### [The problem]
Only the text belongs in the copy: repeat each record exactly, without pictures.

### [Extracted records]
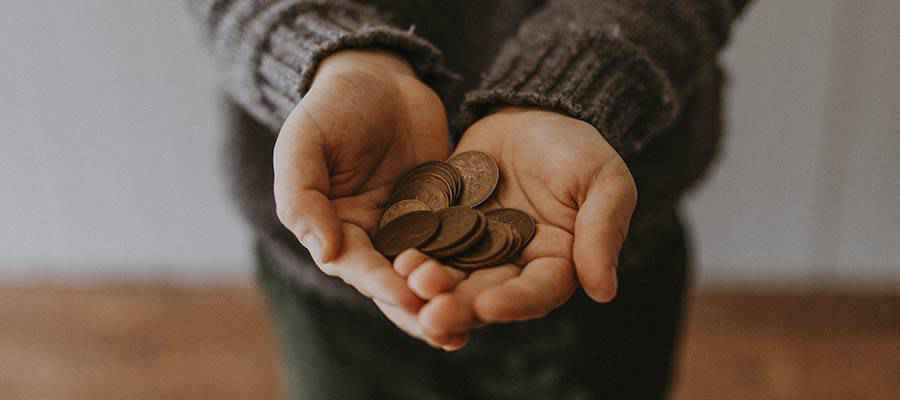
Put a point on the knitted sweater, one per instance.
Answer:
(643, 72)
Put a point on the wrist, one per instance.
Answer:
(376, 62)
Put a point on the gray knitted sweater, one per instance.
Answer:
(643, 72)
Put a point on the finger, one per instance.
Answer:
(544, 285)
(408, 261)
(456, 342)
(453, 313)
(407, 322)
(302, 187)
(601, 227)
(432, 278)
(362, 267)
(404, 320)
(549, 241)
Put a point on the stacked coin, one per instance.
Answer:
(433, 209)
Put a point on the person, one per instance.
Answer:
(600, 114)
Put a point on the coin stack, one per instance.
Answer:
(440, 209)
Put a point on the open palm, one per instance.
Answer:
(562, 172)
(365, 121)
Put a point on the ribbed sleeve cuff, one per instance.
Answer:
(597, 77)
(308, 32)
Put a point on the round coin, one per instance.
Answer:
(457, 223)
(480, 176)
(400, 208)
(473, 238)
(523, 223)
(494, 243)
(429, 192)
(406, 232)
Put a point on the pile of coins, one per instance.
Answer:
(435, 208)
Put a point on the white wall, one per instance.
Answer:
(109, 152)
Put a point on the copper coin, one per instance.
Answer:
(523, 223)
(480, 175)
(495, 242)
(406, 232)
(428, 192)
(467, 243)
(400, 208)
(457, 224)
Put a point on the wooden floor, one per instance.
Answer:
(159, 342)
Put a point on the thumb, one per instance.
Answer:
(601, 226)
(302, 184)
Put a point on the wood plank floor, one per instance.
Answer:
(162, 342)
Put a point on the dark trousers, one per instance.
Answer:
(584, 350)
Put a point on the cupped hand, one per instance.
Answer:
(365, 121)
(562, 172)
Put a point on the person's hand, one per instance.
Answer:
(562, 172)
(365, 121)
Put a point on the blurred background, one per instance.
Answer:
(124, 266)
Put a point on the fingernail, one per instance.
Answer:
(614, 280)
(313, 245)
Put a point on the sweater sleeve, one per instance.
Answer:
(624, 66)
(270, 49)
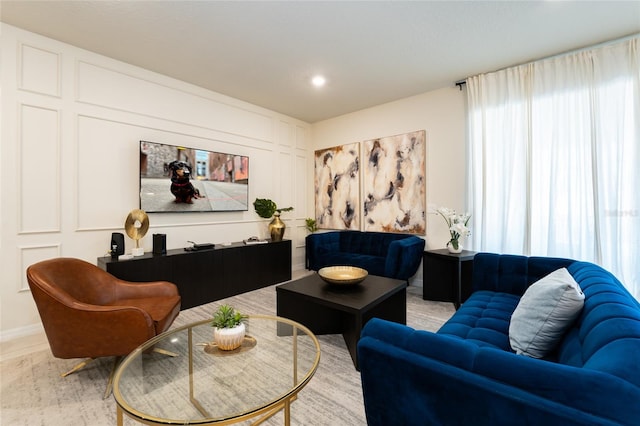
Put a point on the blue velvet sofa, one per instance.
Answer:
(467, 374)
(380, 253)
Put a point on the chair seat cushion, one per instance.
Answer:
(163, 310)
(484, 319)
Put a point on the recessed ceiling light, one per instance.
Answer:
(318, 81)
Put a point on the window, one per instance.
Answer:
(554, 159)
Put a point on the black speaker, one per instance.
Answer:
(117, 244)
(159, 244)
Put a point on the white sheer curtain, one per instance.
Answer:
(554, 159)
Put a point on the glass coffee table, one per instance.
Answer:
(180, 377)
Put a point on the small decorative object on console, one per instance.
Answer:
(136, 225)
(343, 275)
(457, 227)
(229, 329)
(266, 209)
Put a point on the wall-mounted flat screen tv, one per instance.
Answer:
(180, 179)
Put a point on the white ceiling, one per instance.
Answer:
(266, 52)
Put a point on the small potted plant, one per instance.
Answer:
(229, 329)
(266, 208)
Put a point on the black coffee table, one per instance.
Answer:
(333, 309)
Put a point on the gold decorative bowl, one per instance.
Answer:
(343, 275)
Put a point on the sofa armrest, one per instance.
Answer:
(418, 377)
(403, 257)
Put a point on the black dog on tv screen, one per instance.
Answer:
(181, 187)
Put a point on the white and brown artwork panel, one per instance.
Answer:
(394, 184)
(337, 187)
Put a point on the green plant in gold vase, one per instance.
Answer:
(228, 327)
(266, 208)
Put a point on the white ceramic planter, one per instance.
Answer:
(228, 339)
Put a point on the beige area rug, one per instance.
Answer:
(33, 393)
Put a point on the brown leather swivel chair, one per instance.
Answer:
(88, 313)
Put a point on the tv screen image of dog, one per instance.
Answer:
(180, 179)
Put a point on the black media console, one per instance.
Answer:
(204, 276)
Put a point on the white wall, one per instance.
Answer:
(71, 125)
(442, 114)
(71, 122)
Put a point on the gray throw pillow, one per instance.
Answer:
(545, 312)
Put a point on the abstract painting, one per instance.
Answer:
(337, 187)
(394, 184)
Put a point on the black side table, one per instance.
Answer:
(447, 276)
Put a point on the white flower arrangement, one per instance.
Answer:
(457, 225)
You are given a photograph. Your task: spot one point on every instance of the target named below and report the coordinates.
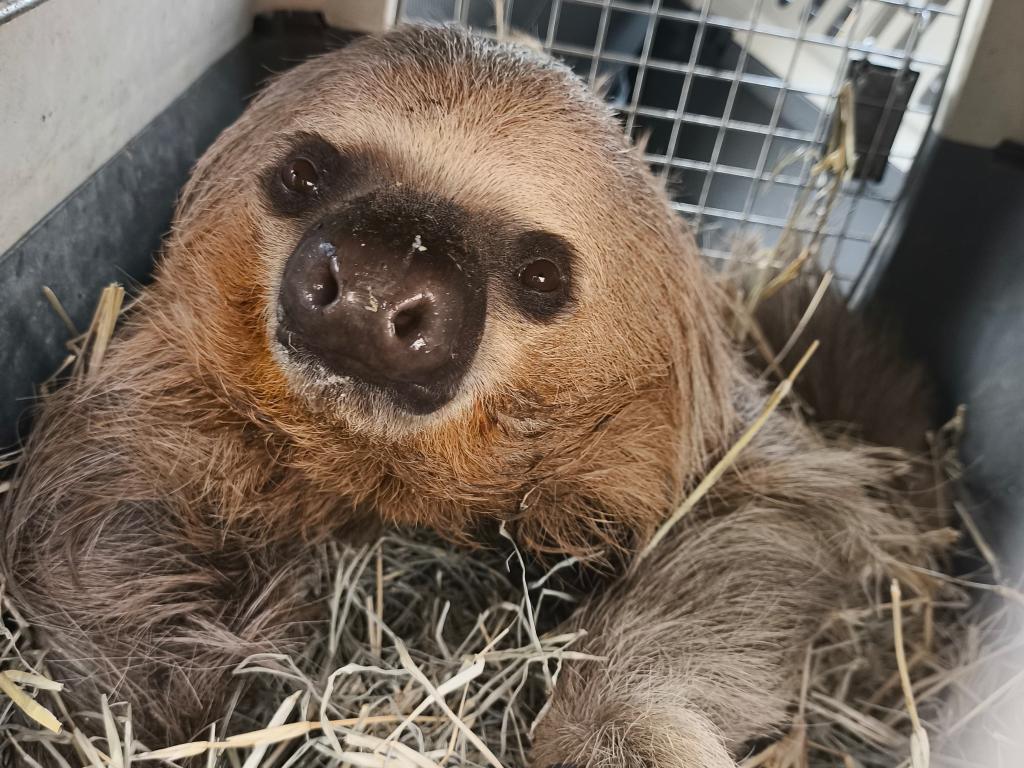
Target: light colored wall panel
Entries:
(986, 83)
(79, 78)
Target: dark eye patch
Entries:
(542, 275)
(310, 171)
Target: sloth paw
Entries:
(630, 739)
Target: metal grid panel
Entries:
(734, 97)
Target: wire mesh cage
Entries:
(734, 100)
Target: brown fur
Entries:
(158, 526)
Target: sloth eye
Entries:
(541, 275)
(300, 175)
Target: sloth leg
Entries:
(704, 641)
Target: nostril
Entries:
(409, 322)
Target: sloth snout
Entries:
(398, 310)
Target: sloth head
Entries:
(430, 266)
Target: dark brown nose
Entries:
(399, 310)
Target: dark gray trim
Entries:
(11, 8)
(111, 227)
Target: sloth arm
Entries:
(118, 547)
(705, 639)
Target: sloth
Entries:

### [Reply to the exercise]
Put a point on the knitted sweater, one per instance.
Answer:
(643, 72)
Put a point on the wrist, one per instance.
Answer:
(376, 62)
Put a point on the gray knitted sweater, one per instance.
Answer:
(643, 72)
Put a point on the finger, one per instance.
Answer:
(544, 285)
(408, 261)
(456, 342)
(453, 313)
(407, 322)
(302, 187)
(601, 227)
(432, 278)
(362, 267)
(404, 320)
(549, 241)
Put a point on the stacked coin, one per instance.
Answer:
(433, 209)
Put a point on the person, one per instance.
Answer:
(600, 114)
Put a point on the coin stack, one per instance.
Answer:
(440, 209)
Put a point on the open palm, one per instance.
Answer:
(562, 172)
(365, 121)
Put a point on the ribbed sleeve cuff, one per instance.
Answer:
(597, 77)
(308, 32)
Put a point on the round coin, one per instance.
Answer:
(457, 223)
(480, 176)
(400, 208)
(473, 238)
(523, 223)
(494, 243)
(429, 192)
(406, 232)
Put a point on the pile of coins, one per instance.
Answer:
(435, 208)
Put a point on the white wall, one per instance.
Answer:
(109, 152)
Put a point on the copper coin, one per instance.
Answer:
(523, 223)
(480, 175)
(495, 242)
(406, 232)
(428, 192)
(467, 243)
(400, 208)
(457, 224)
Put a point on the wooden floor, one per instance.
Answer:
(159, 342)
Put a point on the thumb, one per instance.
Answer:
(601, 226)
(302, 184)
Put a point on the wood plank floor, one per instance.
Answer:
(162, 342)
Put a point on the dark trousers, one per instance.
Answer:
(584, 350)
Put a point on the cupped hand, one per instance.
Answer:
(365, 121)
(562, 172)
Put a point on the person's hand, one per instance.
Answer:
(562, 172)
(365, 121)
Put a point on the blurred background, one per instance.
Answer:
(124, 266)
Put a point on the fingernail, one per instance.
Answer:
(614, 280)
(313, 245)
Put a point on the sweater sleeve, one per instance.
Answer:
(624, 66)
(270, 49)
Put a point on the blue velvet sofa, one per instance.
Answer:
(467, 374)
(380, 253)
Put a point on the chair seat cushion, one per instance.
Answer:
(163, 310)
(484, 319)
Put a point on the recessed ceiling light, one per instance.
Answer:
(318, 81)
Put a point on the window, one per instance.
Answer:
(554, 159)
Put a point on the black speaker, one per instance.
Answer:
(117, 244)
(159, 244)
Put a point on the white sheer curtain, one per instance.
Answer:
(554, 159)
Put a point on the glass coffee table, one per instance.
Answer:
(180, 377)
Put a point on the small decorative object on console, one per instance.
Answer:
(136, 225)
(343, 275)
(457, 227)
(229, 329)
(266, 209)
Put a point on the wall-mounted flat screen tv, one per instance.
Answer:
(180, 179)
Put a point on the white ceiling, one per instance.
Answer:
(266, 52)
Put a point on the small potted plant, one per instance.
Answer:
(229, 329)
(266, 208)
Put a point on the black coffee table, one per instance.
Answer:
(333, 309)
Put a point on the gold decorative bowl, one per instance.
Answer:
(343, 275)
Put a point on the sofa armrest, one per instance.
Answer:
(418, 377)
(403, 257)
Put a point on the black dog on tv screen, one per instance.
Answer:
(181, 187)
Put a point on the white and brown artwork panel, one per instance.
Answer:
(394, 184)
(337, 187)
Put a point on the green plant in gold vase, one per instance.
Answer:
(228, 327)
(266, 208)
Put a point on the white ceramic planter, one per instance.
Answer:
(228, 339)
Put a point on the beige area rug, one per instance.
Answer:
(33, 393)
Put a point on the brown leather swivel chair, one per instance.
Answer:
(88, 313)
Put a point on the tv screen image of dog, one per instance.
Answer:
(180, 179)
Put a point on the black media console, one per instance.
Answer:
(204, 276)
Put a point on the white wall, one per instance.
Answer:
(71, 125)
(442, 114)
(71, 122)
Put a point on the gray throw pillow, one per instance.
Answer:
(545, 312)
Put a point on the abstract painting, one per instance.
Answer:
(337, 187)
(394, 184)
Put a point on the black side table, one per instance.
Answer:
(447, 276)
Put a point on the white flower arrangement, one per instance.
Answer:
(457, 225)
You are given a photograph. Your task: spot one point on every instance of the target named below and report the coordinates.
Target: light colored wall panel
Entries:
(986, 83)
(79, 78)
Target: dark eye patch
Entries:
(542, 275)
(310, 171)
Target: sloth paw
Entries:
(630, 739)
Target: metal grid panel
Entries:
(734, 97)
Target: wire mesh cage
Entries:
(734, 100)
Target: brown fur
Entries:
(158, 526)
Target: sloth eye
Entries:
(541, 275)
(300, 175)
Target: sloth leg
Entries:
(704, 641)
Target: nostril
Entries:
(409, 322)
Target: sloth snout
Entries:
(398, 310)
Target: sloth head
Entries:
(430, 266)
Target: dark brown nose
Entries:
(399, 310)
Target: dark gray trim
Entries:
(11, 8)
(111, 227)
Target: sloth arm
Entries:
(118, 547)
(705, 639)
Target: sloth
Entries:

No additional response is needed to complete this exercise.